• _Exercise objective_: Repeat word for word the part of the orbital transfer simulation text starting at "A two-body point" and ending at "and velocity vector.".

• _Selected excerpt_:

The starting coordinates for scenario four are (-7100, 0, 0) in kilometers, with an initial velocity of (0, 7.49272, 0) in kilometers per second. The ideal initial impulse $\Delta V$ is -0.24255 kilometers per second; the ideal coordinates for the second burn are (8100, 0, 0), with the ideal second impulse $\Delta V$ being 1.22486 kilometers per second, which can be broken into (0, 0.12811, 1.21814); and the final target coordinates are $(0, 8100 \cos(10^\circ), 8100 \sin(10^\circ))$ . The expected time of flight is 5110.624 seconds.

Simulation Environment and Data Generation

A two-body point mass Earth model is implemented for the environmental physics, with $\mu$ ( $398600 \mathrm{km^3/s^2}$ ) representing the gravitational parameter. Poliastro handled all propagation¹⁷. Perturbations, such as $J_2$ , drag, and additional third-body gravity, are neglected. Distances are measured in kilometers, and time is measured in seconds. There is no uncertainty or noise in the environment, with deterministic outcomes for every action. The environment is given an initial position and velocity vector, and the output is a final position and velocity vector.

• _Point annotations for photos_:
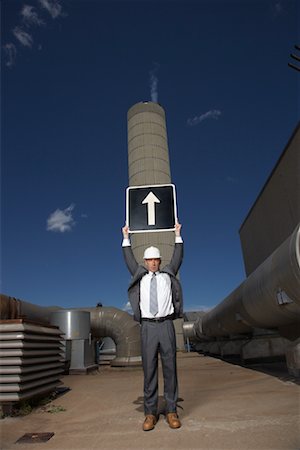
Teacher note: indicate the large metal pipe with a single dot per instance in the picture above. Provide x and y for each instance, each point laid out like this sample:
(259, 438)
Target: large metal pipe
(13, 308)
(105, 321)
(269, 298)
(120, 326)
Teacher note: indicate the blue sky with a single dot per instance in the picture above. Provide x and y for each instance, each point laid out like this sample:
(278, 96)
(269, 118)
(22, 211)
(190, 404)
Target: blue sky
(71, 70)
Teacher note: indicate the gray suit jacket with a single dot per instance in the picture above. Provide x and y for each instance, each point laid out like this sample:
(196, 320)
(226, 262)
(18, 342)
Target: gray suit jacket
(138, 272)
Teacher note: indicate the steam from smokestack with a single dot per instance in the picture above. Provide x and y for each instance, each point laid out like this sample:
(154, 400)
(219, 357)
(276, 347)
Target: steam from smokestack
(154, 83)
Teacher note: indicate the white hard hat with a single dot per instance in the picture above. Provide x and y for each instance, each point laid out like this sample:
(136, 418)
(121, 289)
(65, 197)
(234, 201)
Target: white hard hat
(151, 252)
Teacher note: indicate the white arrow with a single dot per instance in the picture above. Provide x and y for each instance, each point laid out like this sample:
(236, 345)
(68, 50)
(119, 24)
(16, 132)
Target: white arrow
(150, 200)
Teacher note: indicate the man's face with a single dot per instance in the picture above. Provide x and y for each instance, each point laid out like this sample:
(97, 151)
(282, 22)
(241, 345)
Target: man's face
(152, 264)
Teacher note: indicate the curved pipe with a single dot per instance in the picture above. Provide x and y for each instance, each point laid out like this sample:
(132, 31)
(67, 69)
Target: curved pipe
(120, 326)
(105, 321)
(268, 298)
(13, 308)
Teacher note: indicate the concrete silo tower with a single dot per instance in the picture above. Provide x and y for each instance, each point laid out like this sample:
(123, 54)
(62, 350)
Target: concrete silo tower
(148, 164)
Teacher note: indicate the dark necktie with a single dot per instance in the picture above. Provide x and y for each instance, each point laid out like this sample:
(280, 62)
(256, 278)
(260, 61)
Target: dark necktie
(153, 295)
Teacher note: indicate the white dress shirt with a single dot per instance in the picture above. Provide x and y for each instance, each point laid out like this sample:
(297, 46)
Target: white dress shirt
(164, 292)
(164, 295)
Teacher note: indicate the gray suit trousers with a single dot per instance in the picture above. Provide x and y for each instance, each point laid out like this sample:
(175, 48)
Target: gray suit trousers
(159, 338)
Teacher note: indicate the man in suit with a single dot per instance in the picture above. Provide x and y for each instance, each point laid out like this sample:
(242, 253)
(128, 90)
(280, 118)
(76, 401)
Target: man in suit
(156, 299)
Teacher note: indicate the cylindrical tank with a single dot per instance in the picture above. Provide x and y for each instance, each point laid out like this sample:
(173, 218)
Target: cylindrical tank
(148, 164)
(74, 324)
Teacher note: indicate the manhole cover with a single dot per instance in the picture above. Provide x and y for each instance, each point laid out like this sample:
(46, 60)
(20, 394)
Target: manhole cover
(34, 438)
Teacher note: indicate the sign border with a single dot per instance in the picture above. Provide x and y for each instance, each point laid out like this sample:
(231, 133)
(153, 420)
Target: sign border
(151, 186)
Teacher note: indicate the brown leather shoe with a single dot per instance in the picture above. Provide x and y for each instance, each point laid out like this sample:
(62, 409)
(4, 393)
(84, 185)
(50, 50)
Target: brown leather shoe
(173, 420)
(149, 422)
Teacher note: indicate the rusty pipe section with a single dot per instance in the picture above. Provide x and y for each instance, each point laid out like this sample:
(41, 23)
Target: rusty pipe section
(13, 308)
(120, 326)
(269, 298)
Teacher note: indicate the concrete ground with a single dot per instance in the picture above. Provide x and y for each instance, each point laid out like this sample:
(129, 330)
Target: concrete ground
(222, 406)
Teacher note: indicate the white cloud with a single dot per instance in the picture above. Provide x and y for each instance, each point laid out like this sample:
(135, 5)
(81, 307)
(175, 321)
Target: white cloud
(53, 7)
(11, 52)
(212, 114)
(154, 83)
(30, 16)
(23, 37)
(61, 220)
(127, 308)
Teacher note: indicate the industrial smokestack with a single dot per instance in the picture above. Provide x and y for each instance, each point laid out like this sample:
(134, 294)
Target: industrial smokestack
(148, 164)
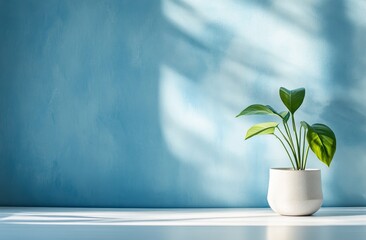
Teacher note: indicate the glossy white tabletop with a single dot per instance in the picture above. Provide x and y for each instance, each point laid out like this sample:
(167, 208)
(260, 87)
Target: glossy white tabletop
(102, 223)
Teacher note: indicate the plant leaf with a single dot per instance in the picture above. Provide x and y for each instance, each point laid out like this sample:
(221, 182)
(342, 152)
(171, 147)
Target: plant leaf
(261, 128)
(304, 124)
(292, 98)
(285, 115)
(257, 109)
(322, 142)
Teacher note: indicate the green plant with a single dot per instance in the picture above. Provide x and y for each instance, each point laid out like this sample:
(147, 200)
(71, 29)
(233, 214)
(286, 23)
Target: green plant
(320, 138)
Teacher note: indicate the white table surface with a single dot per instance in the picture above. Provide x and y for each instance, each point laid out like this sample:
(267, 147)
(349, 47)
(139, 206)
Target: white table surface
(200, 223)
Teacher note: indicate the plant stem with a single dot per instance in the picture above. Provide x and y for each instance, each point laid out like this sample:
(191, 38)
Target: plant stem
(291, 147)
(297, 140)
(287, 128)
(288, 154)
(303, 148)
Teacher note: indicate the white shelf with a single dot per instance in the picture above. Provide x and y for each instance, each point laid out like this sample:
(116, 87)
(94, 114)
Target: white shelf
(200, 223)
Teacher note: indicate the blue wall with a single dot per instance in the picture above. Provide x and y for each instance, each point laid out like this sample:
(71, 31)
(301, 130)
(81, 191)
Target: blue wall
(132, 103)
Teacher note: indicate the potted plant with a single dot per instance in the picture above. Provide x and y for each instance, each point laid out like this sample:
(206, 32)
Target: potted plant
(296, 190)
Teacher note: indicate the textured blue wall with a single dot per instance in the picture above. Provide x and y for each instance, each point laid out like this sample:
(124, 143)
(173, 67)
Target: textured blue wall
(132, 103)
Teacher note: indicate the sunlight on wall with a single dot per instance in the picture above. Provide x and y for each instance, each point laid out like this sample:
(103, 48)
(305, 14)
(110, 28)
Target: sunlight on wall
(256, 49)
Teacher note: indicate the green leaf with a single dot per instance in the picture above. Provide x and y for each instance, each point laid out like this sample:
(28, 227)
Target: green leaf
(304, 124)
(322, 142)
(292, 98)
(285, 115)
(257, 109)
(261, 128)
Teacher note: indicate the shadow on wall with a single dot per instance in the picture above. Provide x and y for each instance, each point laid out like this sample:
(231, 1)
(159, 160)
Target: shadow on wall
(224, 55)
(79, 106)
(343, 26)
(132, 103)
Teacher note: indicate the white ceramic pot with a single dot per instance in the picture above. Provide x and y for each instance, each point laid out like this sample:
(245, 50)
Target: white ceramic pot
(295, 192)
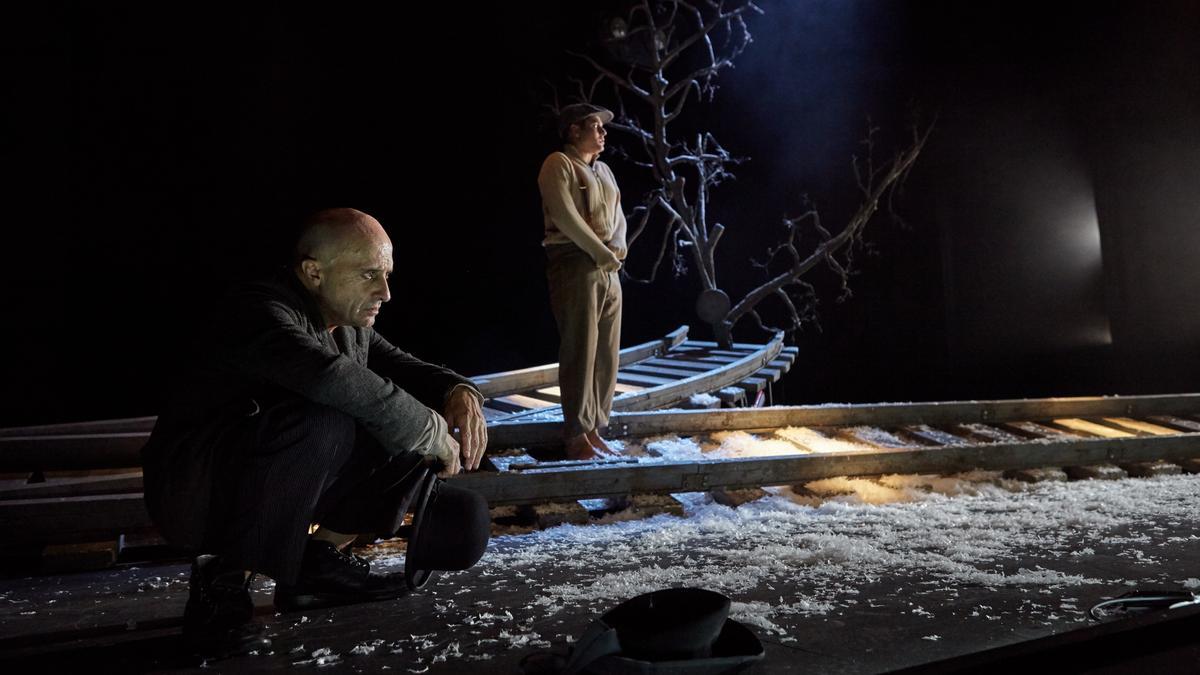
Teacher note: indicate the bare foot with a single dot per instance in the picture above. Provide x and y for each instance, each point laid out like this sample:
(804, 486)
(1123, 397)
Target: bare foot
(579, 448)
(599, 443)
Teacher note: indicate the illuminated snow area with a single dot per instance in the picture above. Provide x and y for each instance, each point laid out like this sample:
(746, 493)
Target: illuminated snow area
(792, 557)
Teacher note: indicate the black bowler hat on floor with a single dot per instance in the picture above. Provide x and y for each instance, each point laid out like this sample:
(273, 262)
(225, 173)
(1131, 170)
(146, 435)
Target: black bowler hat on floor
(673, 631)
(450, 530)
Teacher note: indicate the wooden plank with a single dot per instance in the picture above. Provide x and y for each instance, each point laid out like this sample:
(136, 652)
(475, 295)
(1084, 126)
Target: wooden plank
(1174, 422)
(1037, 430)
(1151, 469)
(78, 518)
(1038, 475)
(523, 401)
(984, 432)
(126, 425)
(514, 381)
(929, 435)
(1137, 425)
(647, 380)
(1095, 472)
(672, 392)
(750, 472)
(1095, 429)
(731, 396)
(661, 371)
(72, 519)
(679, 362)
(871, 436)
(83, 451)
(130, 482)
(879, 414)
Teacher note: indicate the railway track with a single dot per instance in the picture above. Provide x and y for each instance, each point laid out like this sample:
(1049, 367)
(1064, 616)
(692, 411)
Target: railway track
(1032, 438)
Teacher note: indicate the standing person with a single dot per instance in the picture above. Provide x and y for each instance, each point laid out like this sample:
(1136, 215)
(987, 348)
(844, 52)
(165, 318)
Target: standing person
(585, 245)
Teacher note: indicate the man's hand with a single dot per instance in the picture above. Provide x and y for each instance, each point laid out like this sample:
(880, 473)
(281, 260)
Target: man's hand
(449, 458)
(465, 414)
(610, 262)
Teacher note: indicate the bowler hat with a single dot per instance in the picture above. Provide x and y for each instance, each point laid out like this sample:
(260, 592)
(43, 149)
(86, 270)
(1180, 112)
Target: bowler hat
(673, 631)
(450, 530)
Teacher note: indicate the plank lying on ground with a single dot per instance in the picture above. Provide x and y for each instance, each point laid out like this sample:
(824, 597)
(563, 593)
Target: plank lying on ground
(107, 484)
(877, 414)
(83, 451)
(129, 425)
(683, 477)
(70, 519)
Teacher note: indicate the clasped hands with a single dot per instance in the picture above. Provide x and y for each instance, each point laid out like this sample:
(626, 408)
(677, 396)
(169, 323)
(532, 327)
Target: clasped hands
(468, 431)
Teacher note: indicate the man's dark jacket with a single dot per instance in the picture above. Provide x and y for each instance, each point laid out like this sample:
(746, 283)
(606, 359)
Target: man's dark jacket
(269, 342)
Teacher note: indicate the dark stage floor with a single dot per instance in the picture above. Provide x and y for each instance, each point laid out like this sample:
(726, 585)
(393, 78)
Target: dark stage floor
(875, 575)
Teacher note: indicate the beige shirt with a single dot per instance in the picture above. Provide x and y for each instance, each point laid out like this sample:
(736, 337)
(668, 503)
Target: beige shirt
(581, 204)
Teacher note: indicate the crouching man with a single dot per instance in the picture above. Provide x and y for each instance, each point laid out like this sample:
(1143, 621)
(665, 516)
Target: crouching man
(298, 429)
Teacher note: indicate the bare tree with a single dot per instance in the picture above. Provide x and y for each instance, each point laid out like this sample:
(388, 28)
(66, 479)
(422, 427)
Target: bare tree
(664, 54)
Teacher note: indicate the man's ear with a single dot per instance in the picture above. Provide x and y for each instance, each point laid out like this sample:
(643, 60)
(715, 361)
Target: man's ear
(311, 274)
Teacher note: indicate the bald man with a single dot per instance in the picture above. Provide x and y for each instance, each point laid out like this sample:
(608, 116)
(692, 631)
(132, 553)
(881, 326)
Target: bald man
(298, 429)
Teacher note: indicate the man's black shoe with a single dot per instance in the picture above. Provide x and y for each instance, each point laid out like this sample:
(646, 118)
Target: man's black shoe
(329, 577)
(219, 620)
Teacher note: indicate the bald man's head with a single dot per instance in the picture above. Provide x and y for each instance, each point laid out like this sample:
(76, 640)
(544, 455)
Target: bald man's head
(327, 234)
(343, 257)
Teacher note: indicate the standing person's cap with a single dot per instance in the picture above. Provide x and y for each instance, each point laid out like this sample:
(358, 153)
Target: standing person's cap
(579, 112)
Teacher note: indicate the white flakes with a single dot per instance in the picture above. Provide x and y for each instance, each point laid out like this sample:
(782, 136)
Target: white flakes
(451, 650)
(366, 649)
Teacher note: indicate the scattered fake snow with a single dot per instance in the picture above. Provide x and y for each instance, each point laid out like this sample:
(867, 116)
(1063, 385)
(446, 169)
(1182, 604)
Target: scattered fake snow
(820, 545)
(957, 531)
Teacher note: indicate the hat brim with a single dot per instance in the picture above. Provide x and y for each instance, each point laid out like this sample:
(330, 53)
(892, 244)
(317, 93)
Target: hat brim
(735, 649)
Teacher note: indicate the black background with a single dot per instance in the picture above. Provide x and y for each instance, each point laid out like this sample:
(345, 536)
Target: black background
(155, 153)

• _Solution below_:
A two-body point mass Earth model is implemented for the environmental physics, with $\mu$ ( $398600 \mathrm{km^3/s^2}$ ) representing the gravitational parameter. Poliastro handled all propagation¹⁷. Perturbations, such as $J_2$ , drag, and additional third-body gravity, are neglected. Distances are measured in kilometers, and time is measured in seconds. There is no uncertainty or noise in the environment, with deterministic outcomes for every action. The environment is given an initial position and velocity vector, and the output is a final position and velocity vector.